--- What is expected ---
Without the pictures, repeat the listing character for character.

[Dataset records about object locations]
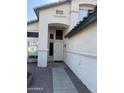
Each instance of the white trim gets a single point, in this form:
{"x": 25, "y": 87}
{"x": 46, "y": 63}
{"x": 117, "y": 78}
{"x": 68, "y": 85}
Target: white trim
{"x": 83, "y": 53}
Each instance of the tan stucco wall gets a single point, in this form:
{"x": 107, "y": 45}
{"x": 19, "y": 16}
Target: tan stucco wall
{"x": 34, "y": 27}
{"x": 80, "y": 55}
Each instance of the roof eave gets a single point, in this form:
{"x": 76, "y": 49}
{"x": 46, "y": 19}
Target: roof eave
{"x": 37, "y": 9}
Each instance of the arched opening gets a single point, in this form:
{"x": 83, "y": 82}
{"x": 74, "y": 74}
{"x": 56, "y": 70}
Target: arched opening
{"x": 56, "y": 41}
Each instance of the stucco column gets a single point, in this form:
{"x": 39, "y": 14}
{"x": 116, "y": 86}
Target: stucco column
{"x": 42, "y": 44}
{"x": 74, "y": 14}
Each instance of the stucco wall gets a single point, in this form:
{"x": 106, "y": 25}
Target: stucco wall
{"x": 34, "y": 27}
{"x": 49, "y": 15}
{"x": 80, "y": 55}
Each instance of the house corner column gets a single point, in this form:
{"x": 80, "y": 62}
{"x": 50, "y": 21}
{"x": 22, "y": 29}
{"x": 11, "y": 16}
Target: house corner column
{"x": 42, "y": 45}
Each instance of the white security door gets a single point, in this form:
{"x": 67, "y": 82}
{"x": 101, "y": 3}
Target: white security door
{"x": 58, "y": 46}
{"x": 58, "y": 51}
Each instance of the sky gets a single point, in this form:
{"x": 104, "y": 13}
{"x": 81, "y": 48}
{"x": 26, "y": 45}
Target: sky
{"x": 32, "y": 4}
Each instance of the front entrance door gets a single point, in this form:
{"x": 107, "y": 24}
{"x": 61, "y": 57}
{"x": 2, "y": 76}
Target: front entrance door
{"x": 58, "y": 46}
{"x": 58, "y": 51}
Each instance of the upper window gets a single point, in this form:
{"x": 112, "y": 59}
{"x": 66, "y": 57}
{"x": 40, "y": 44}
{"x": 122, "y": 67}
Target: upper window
{"x": 59, "y": 12}
{"x": 32, "y": 46}
{"x": 82, "y": 13}
{"x": 59, "y": 34}
{"x": 51, "y": 36}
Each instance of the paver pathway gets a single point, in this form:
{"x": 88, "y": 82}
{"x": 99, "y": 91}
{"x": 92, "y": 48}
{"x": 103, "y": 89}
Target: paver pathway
{"x": 61, "y": 81}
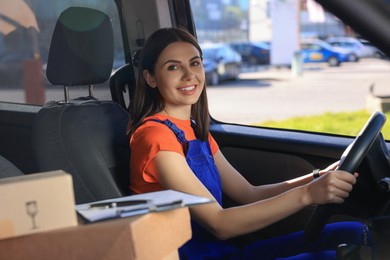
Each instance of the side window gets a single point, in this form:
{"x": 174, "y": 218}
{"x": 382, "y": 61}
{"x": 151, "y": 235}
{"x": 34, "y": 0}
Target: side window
{"x": 310, "y": 87}
{"x": 26, "y": 28}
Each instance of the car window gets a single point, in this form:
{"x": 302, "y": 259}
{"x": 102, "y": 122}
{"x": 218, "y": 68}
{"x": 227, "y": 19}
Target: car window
{"x": 26, "y": 30}
{"x": 292, "y": 90}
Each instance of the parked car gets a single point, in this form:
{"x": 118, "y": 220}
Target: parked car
{"x": 355, "y": 48}
{"x": 320, "y": 51}
{"x": 220, "y": 62}
{"x": 262, "y": 154}
{"x": 253, "y": 52}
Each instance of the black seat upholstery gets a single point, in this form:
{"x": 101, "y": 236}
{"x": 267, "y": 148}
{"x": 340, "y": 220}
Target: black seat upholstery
{"x": 7, "y": 169}
{"x": 85, "y": 137}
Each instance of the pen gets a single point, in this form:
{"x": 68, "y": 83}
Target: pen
{"x": 153, "y": 208}
{"x": 115, "y": 204}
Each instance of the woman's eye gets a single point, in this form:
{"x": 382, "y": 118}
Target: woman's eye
{"x": 172, "y": 67}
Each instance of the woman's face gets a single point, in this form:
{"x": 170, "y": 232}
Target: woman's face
{"x": 179, "y": 77}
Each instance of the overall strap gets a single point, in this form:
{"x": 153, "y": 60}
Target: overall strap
{"x": 177, "y": 131}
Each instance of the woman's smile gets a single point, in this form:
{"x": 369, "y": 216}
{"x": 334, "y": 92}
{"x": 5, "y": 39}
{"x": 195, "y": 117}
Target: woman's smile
{"x": 188, "y": 89}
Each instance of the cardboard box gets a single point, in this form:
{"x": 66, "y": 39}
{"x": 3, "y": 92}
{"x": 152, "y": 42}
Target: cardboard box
{"x": 35, "y": 203}
{"x": 150, "y": 236}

--- Written response ---
Each instance of the white trim gets a single point, in this form:
{"x": 25, "y": 87}
{"x": 46, "y": 63}
{"x": 117, "y": 78}
{"x": 68, "y": 85}
Target: white trim
{"x": 83, "y": 53}
Each instance of the tan stucco wall gets a single point, in this form:
{"x": 107, "y": 45}
{"x": 19, "y": 16}
Target: tan stucco wall
{"x": 34, "y": 27}
{"x": 80, "y": 55}
Each instance of the roof eave gets a single point, in this form:
{"x": 76, "y": 49}
{"x": 46, "y": 19}
Target: roof eave
{"x": 37, "y": 9}
Each instance of the arched opening gets a single point, in this form:
{"x": 83, "y": 82}
{"x": 74, "y": 74}
{"x": 56, "y": 70}
Target: arched opening
{"x": 56, "y": 41}
Each instance of the stucco column gets a single point, in this form:
{"x": 39, "y": 14}
{"x": 116, "y": 86}
Target: stucco column
{"x": 42, "y": 44}
{"x": 74, "y": 14}
Each instance of the stucco wall gets a single point, in this form:
{"x": 106, "y": 25}
Target: stucco wall
{"x": 34, "y": 27}
{"x": 49, "y": 15}
{"x": 80, "y": 55}
Each instance of the house corner column gets a single point, in this form:
{"x": 80, "y": 62}
{"x": 50, "y": 21}
{"x": 22, "y": 29}
{"x": 11, "y": 16}
Target: house corner column
{"x": 42, "y": 45}
Each instance of the white security door gets a single point, in this form:
{"x": 67, "y": 82}
{"x": 101, "y": 3}
Target: white security door
{"x": 58, "y": 46}
{"x": 58, "y": 51}
Each instance of the sky gets a single point, in this form:
{"x": 104, "y": 13}
{"x": 81, "y": 48}
{"x": 26, "y": 45}
Target: sky
{"x": 32, "y": 4}
Each instance of the front entrance door gets a single point, in this form:
{"x": 107, "y": 24}
{"x": 61, "y": 57}
{"x": 2, "y": 76}
Target: front entrance door
{"x": 58, "y": 46}
{"x": 58, "y": 51}
Each instance of the upper window gets a single point, in this form:
{"x": 112, "y": 59}
{"x": 66, "y": 57}
{"x": 40, "y": 44}
{"x": 122, "y": 67}
Target: upper window
{"x": 59, "y": 12}
{"x": 32, "y": 46}
{"x": 82, "y": 13}
{"x": 59, "y": 34}
{"x": 51, "y": 36}
Each instance of the paver pathway gets a single point, in this form:
{"x": 88, "y": 82}
{"x": 99, "y": 91}
{"x": 92, "y": 48}
{"x": 103, "y": 89}
Target: paver pathway
{"x": 61, "y": 81}
Each instance of the side window gets a single point, in this form:
{"x": 174, "y": 218}
{"x": 382, "y": 61}
{"x": 151, "y": 235}
{"x": 34, "y": 0}
Target: side window
{"x": 310, "y": 87}
{"x": 26, "y": 28}
Each instance of the car window gets a single point, in this form:
{"x": 302, "y": 259}
{"x": 102, "y": 122}
{"x": 218, "y": 68}
{"x": 227, "y": 19}
Target: car window
{"x": 26, "y": 30}
{"x": 292, "y": 90}
Each instance of the parked car gets a single point, in this form:
{"x": 118, "y": 220}
Target: parked car
{"x": 355, "y": 48}
{"x": 320, "y": 51}
{"x": 220, "y": 62}
{"x": 262, "y": 154}
{"x": 253, "y": 52}
Each instance of the black seat upholstery gets a single point, in this form:
{"x": 101, "y": 236}
{"x": 267, "y": 148}
{"x": 340, "y": 220}
Target: black seat upholstery
{"x": 7, "y": 169}
{"x": 85, "y": 137}
Each instance of the pen gets a single point, in this form:
{"x": 68, "y": 83}
Target: pen
{"x": 153, "y": 208}
{"x": 115, "y": 204}
Each instance of the woman's eye gets a single point, in this form:
{"x": 382, "y": 118}
Target: woman's eye
{"x": 172, "y": 67}
Each instance of the woman's face gets a single point, in this form:
{"x": 170, "y": 232}
Target: woman's face
{"x": 179, "y": 77}
Each instance of the overall strap gets a single point, in this form:
{"x": 153, "y": 60}
Target: overall strap
{"x": 177, "y": 131}
Each instance of the woman's smile gets a single point, in this form:
{"x": 369, "y": 216}
{"x": 334, "y": 92}
{"x": 5, "y": 39}
{"x": 195, "y": 117}
Target: woman's smile
{"x": 188, "y": 89}
Each instance of the cardboard box gets a single point, in this form:
{"x": 66, "y": 39}
{"x": 3, "y": 92}
{"x": 152, "y": 42}
Target: cardboard box
{"x": 35, "y": 203}
{"x": 150, "y": 236}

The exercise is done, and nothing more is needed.